### Detalhes do problema
Quais linhas dos registros abaixo contêm a palavra "leaf"? Reúna todas elas, copiando cada linha sem alterações.

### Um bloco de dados
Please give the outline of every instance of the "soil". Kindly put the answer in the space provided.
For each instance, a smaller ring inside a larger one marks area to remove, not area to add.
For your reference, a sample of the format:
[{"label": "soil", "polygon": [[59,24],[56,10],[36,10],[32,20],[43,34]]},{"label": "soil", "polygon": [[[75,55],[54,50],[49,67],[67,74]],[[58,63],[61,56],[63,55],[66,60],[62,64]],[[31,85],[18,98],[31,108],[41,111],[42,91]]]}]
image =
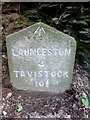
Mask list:
[{"label": "soil", "polygon": [[[14,17],[13,17],[14,16]],[[19,24],[16,24],[16,21]],[[16,26],[15,26],[16,24]],[[90,118],[90,106],[85,107],[78,99],[80,96],[90,100],[88,73],[75,64],[72,84],[62,94],[49,94],[17,90],[10,84],[5,47],[5,35],[29,26],[20,14],[3,16],[3,53],[2,53],[2,118]],[[22,110],[18,111],[21,103]]]}]

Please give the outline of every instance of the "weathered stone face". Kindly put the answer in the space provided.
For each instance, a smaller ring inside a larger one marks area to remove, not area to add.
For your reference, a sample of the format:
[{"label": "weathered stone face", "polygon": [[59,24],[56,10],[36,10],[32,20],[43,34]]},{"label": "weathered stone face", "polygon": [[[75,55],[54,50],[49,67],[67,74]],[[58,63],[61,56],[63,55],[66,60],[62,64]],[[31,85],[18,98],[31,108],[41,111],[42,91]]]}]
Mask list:
[{"label": "weathered stone face", "polygon": [[70,88],[75,39],[41,22],[7,37],[11,83],[18,89],[59,93]]}]

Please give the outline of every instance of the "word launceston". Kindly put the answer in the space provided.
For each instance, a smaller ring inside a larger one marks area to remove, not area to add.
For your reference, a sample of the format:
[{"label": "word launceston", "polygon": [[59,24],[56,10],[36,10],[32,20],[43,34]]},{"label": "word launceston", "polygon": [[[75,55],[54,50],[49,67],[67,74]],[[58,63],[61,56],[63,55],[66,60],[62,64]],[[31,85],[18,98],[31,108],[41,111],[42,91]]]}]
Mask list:
[{"label": "word launceston", "polygon": [[59,49],[59,48],[51,48],[51,49],[47,49],[47,48],[37,48],[37,49],[24,49],[24,48],[20,48],[20,49],[13,49],[12,48],[12,55],[13,56],[29,56],[29,55],[60,55],[60,56],[70,56],[71,54],[71,49]]}]

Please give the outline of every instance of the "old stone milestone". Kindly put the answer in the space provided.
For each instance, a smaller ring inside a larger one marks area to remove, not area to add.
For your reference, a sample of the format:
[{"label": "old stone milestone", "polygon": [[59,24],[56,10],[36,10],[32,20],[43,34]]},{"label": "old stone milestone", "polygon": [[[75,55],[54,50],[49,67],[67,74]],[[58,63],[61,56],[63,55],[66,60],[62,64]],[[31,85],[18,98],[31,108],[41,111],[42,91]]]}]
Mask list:
[{"label": "old stone milestone", "polygon": [[29,91],[61,93],[70,88],[75,39],[44,23],[7,36],[11,83]]}]

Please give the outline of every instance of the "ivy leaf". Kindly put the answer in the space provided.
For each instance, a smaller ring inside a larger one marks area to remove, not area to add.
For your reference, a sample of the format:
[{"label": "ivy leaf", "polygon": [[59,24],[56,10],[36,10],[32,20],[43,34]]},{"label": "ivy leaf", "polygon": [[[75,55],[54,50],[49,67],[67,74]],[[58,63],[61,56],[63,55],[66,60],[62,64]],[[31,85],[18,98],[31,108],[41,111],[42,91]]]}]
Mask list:
[{"label": "ivy leaf", "polygon": [[23,106],[21,105],[21,103],[18,104],[18,112],[21,112],[23,110]]},{"label": "ivy leaf", "polygon": [[87,98],[82,98],[82,103],[85,107],[89,106],[89,100]]}]

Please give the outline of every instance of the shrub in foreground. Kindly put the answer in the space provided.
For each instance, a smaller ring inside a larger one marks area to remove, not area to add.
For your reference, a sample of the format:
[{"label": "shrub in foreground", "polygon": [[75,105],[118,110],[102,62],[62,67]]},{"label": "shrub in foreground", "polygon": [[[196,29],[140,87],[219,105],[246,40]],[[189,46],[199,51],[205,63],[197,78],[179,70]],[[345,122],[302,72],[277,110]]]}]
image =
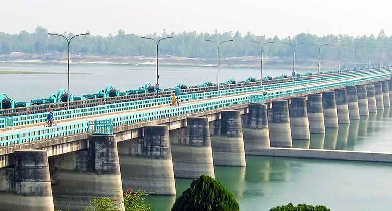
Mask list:
[{"label": "shrub in foreground", "polygon": [[331,211],[325,206],[318,205],[313,206],[305,204],[298,204],[294,206],[293,204],[290,204],[286,206],[281,206],[270,209],[269,211]]},{"label": "shrub in foreground", "polygon": [[234,197],[219,182],[201,175],[176,199],[172,211],[238,211]]}]

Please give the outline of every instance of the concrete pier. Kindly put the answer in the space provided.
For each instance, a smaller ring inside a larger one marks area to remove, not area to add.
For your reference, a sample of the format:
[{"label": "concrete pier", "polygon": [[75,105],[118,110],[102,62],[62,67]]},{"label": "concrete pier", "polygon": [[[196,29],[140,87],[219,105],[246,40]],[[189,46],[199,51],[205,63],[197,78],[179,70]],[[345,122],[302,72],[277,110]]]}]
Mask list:
[{"label": "concrete pier", "polygon": [[373,82],[374,94],[376,97],[376,107],[378,110],[384,110],[384,98],[382,95],[382,86],[380,82]]},{"label": "concrete pier", "polygon": [[325,128],[339,128],[334,92],[323,92],[323,110]]},{"label": "concrete pier", "polygon": [[291,98],[291,104],[289,106],[289,113],[292,139],[311,139],[306,107],[306,99],[305,97]]},{"label": "concrete pier", "polygon": [[167,126],[145,126],[143,138],[119,142],[119,152],[124,189],[176,195]]},{"label": "concrete pier", "polygon": [[389,107],[390,106],[390,98],[389,97],[389,86],[388,84],[388,81],[383,81],[381,82],[381,88],[382,88],[382,98],[384,101],[384,107]]},{"label": "concrete pier", "polygon": [[260,103],[249,105],[246,124],[243,125],[245,153],[259,148],[270,147],[267,106]]},{"label": "concrete pier", "polygon": [[105,196],[124,210],[117,143],[113,135],[89,137],[89,148],[49,160],[56,209],[80,210]]},{"label": "concrete pier", "polygon": [[[348,113],[351,119],[359,119],[359,105],[358,102],[358,93],[355,86],[346,86]],[[339,115],[338,115],[339,117]]]},{"label": "concrete pier", "polygon": [[344,89],[337,89],[335,90],[336,97],[336,110],[338,112],[338,123],[340,124],[350,123],[347,94]]},{"label": "concrete pier", "polygon": [[0,170],[0,209],[54,211],[46,151],[15,151],[14,168]]},{"label": "concrete pier", "polygon": [[292,147],[289,107],[287,100],[272,100],[268,111],[269,137],[272,147]]},{"label": "concrete pier", "polygon": [[389,88],[389,101],[392,105],[392,79],[387,80],[388,81],[388,87]]},{"label": "concrete pier", "polygon": [[324,113],[321,95],[307,95],[307,116],[311,134],[325,134]]},{"label": "concrete pier", "polygon": [[222,111],[220,116],[210,129],[214,165],[246,166],[240,111]]},{"label": "concrete pier", "polygon": [[169,131],[175,178],[215,178],[208,119],[188,117],[187,122],[186,129]]},{"label": "concrete pier", "polygon": [[376,94],[374,85],[366,85],[366,94],[368,95],[368,108],[369,113],[376,113],[377,107],[376,104]]},{"label": "concrete pier", "polygon": [[366,85],[358,85],[356,86],[358,94],[358,106],[359,108],[360,116],[369,116],[369,110],[368,107],[368,94]]}]

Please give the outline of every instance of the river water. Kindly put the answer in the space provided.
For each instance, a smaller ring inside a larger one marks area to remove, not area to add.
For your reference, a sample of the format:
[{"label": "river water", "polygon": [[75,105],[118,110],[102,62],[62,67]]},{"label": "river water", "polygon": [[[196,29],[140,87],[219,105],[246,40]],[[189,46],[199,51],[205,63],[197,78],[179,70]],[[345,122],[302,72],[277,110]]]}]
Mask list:
[{"label": "river water", "polygon": [[[392,108],[339,124],[294,147],[392,152]],[[216,179],[241,210],[266,210],[293,203],[324,204],[333,211],[389,210],[392,163],[246,156],[246,167],[215,166]],[[177,195],[190,179],[176,179]],[[149,196],[154,210],[167,211],[174,196]]]},{"label": "river water", "polygon": [[[0,63],[0,72],[31,71],[47,74],[0,74],[0,93],[17,101],[47,97],[66,86],[65,66],[59,64]],[[71,86],[76,95],[95,93],[112,85],[133,89],[153,82],[153,66],[75,64]],[[161,86],[215,81],[216,67],[160,68]],[[300,72],[305,72],[303,70]],[[290,74],[290,70],[266,69],[265,74]],[[61,73],[61,74],[56,74]],[[223,68],[221,81],[259,78],[258,68]],[[76,89],[74,87],[77,87]],[[310,141],[293,140],[294,147],[392,152],[392,110],[340,124],[326,134],[312,134]],[[277,205],[305,203],[325,204],[332,210],[389,210],[392,205],[392,163],[246,156],[246,167],[215,166],[216,179],[232,192],[242,210],[268,210]],[[176,179],[178,195],[190,179]],[[175,196],[149,196],[153,210],[170,210]]]}]

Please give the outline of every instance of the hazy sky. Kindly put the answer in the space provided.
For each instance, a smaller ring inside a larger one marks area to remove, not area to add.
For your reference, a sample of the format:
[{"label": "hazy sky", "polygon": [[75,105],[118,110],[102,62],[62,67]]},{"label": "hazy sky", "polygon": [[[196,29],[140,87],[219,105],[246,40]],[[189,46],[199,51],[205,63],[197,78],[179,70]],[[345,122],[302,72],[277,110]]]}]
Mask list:
[{"label": "hazy sky", "polygon": [[387,0],[3,0],[0,31],[143,35],[239,30],[272,37],[392,32]]}]

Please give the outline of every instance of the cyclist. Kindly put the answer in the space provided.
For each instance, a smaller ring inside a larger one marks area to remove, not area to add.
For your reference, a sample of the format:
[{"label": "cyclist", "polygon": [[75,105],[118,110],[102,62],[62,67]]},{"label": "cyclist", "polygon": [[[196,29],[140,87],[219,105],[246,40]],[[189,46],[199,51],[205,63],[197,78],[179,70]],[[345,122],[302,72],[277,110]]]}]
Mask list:
[{"label": "cyclist", "polygon": [[53,114],[51,111],[50,112],[49,112],[49,114],[48,114],[48,124],[49,124],[49,127],[53,126],[53,120],[54,119],[54,118],[53,117]]}]

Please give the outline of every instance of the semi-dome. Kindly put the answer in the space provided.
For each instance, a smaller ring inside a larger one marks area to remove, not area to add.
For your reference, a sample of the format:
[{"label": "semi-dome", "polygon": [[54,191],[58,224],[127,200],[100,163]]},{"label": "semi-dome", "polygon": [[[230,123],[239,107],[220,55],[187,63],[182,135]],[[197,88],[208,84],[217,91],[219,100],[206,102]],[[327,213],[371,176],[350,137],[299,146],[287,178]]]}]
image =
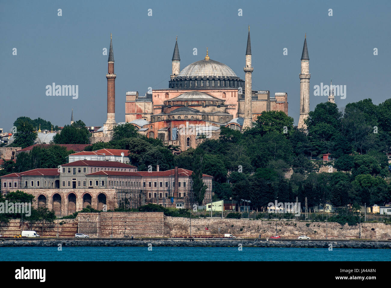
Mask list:
[{"label": "semi-dome", "polygon": [[185,67],[176,77],[237,78],[232,69],[222,63],[212,59],[201,60]]}]

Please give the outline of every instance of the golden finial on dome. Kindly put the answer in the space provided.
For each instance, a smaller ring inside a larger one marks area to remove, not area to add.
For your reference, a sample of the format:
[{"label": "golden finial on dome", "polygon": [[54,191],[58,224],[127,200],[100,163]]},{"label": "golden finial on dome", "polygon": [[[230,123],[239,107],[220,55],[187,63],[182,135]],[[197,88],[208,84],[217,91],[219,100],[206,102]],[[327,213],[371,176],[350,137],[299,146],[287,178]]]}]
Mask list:
[{"label": "golden finial on dome", "polygon": [[208,56],[208,47],[206,47],[206,56],[205,56],[205,59],[207,61],[208,61],[210,58],[209,56]]}]

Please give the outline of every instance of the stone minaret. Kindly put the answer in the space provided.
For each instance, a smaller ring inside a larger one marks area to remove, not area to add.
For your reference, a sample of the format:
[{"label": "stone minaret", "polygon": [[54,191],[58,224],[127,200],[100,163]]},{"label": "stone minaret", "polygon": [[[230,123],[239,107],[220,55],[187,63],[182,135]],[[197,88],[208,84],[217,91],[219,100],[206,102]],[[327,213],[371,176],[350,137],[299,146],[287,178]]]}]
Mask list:
[{"label": "stone minaret", "polygon": [[175,42],[175,47],[174,49],[172,54],[172,74],[171,74],[171,79],[176,77],[181,69],[181,58],[179,57],[179,49],[178,49],[178,36],[176,36]]},{"label": "stone minaret", "polygon": [[310,112],[310,58],[308,56],[307,49],[307,34],[304,36],[304,45],[301,54],[301,72],[299,74],[300,77],[300,118],[299,118],[299,129],[307,129],[304,124],[304,120],[308,117]]},{"label": "stone minaret", "polygon": [[333,81],[330,80],[330,88],[328,89],[328,102],[335,103],[335,100],[334,97],[334,88],[333,88],[332,93],[331,92],[331,88],[333,86]]},{"label": "stone minaret", "polygon": [[250,41],[250,26],[248,27],[247,48],[246,51],[246,67],[243,71],[246,73],[244,90],[244,121],[242,128],[253,127],[252,108],[251,107],[251,75],[254,68],[251,67],[251,43]]},{"label": "stone minaret", "polygon": [[[106,131],[112,130],[115,126],[115,78],[114,74],[114,54],[113,52],[112,36],[110,36],[110,52],[109,52],[108,71],[107,78],[107,120],[104,126]],[[104,135],[104,136],[107,136]]]},{"label": "stone minaret", "polygon": [[71,125],[74,124],[75,121],[73,121],[73,108],[72,108],[72,114],[71,115]]}]

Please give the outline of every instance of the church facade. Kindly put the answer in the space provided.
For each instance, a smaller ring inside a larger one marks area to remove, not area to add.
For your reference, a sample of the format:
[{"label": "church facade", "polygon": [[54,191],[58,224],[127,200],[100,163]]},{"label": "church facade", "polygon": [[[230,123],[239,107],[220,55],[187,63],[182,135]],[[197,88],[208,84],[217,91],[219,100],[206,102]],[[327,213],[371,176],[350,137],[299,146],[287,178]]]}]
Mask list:
[{"label": "church facade", "polygon": [[182,151],[208,138],[218,139],[222,126],[241,131],[264,111],[288,114],[287,94],[271,97],[268,90],[251,89],[249,27],[244,71],[240,79],[227,65],[208,55],[180,70],[178,38],[172,59],[168,88],[145,95],[126,93],[126,122],[147,137],[178,146]]}]

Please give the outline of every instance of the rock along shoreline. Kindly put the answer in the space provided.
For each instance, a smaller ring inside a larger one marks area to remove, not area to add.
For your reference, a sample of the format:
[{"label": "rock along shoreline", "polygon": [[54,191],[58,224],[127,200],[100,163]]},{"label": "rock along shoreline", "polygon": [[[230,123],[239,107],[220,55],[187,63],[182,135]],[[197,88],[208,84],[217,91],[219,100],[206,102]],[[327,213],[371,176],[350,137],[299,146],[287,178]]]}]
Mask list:
[{"label": "rock along shoreline", "polygon": [[[187,240],[133,239],[48,239],[39,240],[0,239],[1,247],[53,247],[59,244],[68,247],[147,247],[152,244],[154,247],[243,247],[354,248],[358,249],[390,249],[391,242],[327,240]],[[332,244],[332,246],[330,244]]]}]

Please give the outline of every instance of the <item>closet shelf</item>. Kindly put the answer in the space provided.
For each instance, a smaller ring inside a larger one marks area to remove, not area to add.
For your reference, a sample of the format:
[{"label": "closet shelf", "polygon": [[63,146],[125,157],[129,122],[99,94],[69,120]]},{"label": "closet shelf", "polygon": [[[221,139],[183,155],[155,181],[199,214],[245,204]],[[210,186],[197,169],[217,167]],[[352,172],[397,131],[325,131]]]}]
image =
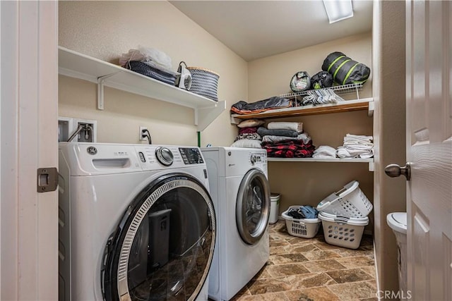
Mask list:
[{"label": "closet shelf", "polygon": [[368,163],[369,171],[374,171],[374,158],[344,158],[344,159],[317,159],[317,158],[272,158],[268,157],[269,162],[330,162],[330,163]]},{"label": "closet shelf", "polygon": [[226,102],[172,86],[100,59],[59,47],[59,73],[97,84],[97,109],[104,109],[104,86],[194,110],[194,124],[202,131],[226,109]]},{"label": "closet shelf", "polygon": [[[327,88],[319,89],[319,90],[321,91],[323,90],[331,90],[334,91],[335,94],[341,94],[341,95],[343,95],[345,94],[356,93],[356,98],[357,99],[359,99],[359,91],[362,90],[362,85],[363,85],[362,82],[357,82],[353,84],[342,85],[329,87]],[[300,97],[306,96],[309,94],[309,91],[312,91],[312,90],[307,90],[307,91],[302,91],[302,92],[299,92],[295,93],[282,94],[280,96],[281,97],[286,97],[286,98],[292,98],[292,97],[297,97],[299,96]]]},{"label": "closet shelf", "polygon": [[238,124],[244,119],[266,119],[282,117],[302,116],[305,115],[326,114],[330,113],[347,112],[350,111],[369,110],[371,116],[374,99],[364,98],[355,100],[345,100],[335,104],[325,104],[275,109],[262,113],[251,114],[231,114],[231,123]]}]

### Resultado do exercício
Please give the outline of every instance of the "ivy leaf". Kindly put the answer in the space provided.
[{"label": "ivy leaf", "polygon": [[59,24],[56,10],[36,10],[32,20],[43,34]]},{"label": "ivy leaf", "polygon": [[[75,55],[54,50],[49,67],[67,74]],[[58,63],[61,56],[63,55],[66,60],[62,64]],[[31,85],[18,98],[31,108],[41,111],[42,91]]]}]
[{"label": "ivy leaf", "polygon": [[23,106],[21,105],[21,103],[18,104],[18,112],[21,112],[23,110]]},{"label": "ivy leaf", "polygon": [[87,98],[82,98],[82,103],[85,107],[89,106],[89,100]]}]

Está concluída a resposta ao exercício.